◆ EXCERPT TO READ ◆
········

Once all stored events are returned, the relay will send `end:<subscription Id>\n` to notify the client that here after will only be events that just arrived.

`subscribe_full:<subscription Id>` should be used to request the events be directly delivered instead of just the event IDs associated with the subscription filter.

In the case of events that are published via the `relay` command, it is necessary that therefore there must be one or more "chanserv" style relays also connected to the relay to whom the clients know they can request such events, and a "nickserv" type specialized relay would need to exist also for creating access whitelists - by compiling singular edits to these lists and using a subscription mechanism to notify such clients of the need to update their ACL.

=== Text

A text search is just `search:<subscription Id>:` followed by a series of space separated tokens if the event store has a full text index, terminated with a newline.

=== Event Id

Event requests are as follows:

----
events:<subscription Id>\n
<event ID one>\n
...
----

Unlike in event tags and content, the `e:` prefix is unnecessary. The previous two query types only have lists of events in return, and to fetch the event a client then must send an `events` request.

Normally clients will gather a potentially longer list of events and then send Event Id queries in segments according to the requirements of the user interface.

The results are returned as a series as follows, for each item returned:

----
event:<subscription Id>:<Event Id>\n
<event>\n
...
----

········

Dataset rows

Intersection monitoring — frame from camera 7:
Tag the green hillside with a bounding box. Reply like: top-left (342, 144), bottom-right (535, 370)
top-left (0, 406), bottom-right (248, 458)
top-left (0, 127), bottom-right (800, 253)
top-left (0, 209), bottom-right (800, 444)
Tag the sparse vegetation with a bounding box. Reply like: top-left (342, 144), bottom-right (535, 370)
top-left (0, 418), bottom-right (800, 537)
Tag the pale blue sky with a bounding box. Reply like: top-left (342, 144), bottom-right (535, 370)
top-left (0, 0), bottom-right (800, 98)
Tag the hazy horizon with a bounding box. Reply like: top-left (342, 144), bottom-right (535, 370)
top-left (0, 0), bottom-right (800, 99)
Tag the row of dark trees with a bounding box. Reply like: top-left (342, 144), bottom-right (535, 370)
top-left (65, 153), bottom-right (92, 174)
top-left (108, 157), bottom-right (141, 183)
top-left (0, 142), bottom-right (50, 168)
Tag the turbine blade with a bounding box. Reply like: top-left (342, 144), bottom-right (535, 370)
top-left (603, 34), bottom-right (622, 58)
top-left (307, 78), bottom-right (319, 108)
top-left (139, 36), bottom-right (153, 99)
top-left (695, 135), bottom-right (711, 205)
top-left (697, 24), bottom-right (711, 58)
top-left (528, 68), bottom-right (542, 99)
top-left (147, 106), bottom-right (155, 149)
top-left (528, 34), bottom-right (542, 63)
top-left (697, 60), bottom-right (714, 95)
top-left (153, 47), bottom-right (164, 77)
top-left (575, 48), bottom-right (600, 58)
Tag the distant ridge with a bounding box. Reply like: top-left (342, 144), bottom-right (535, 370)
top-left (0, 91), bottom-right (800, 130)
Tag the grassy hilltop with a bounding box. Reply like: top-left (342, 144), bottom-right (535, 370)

········

Answer these questions using the relay protocol excerpt.
(a) What does the relay send once all stored events have been returned?
(b) Which command asks for events to be delivered directly rather than only their IDs?
(c) Which prefix is unnecessary in an `events` request?

(a) `end:<subscription Id>\n`
(b) `subscribe_full:<subscription Id>`
(c) The `e:` prefix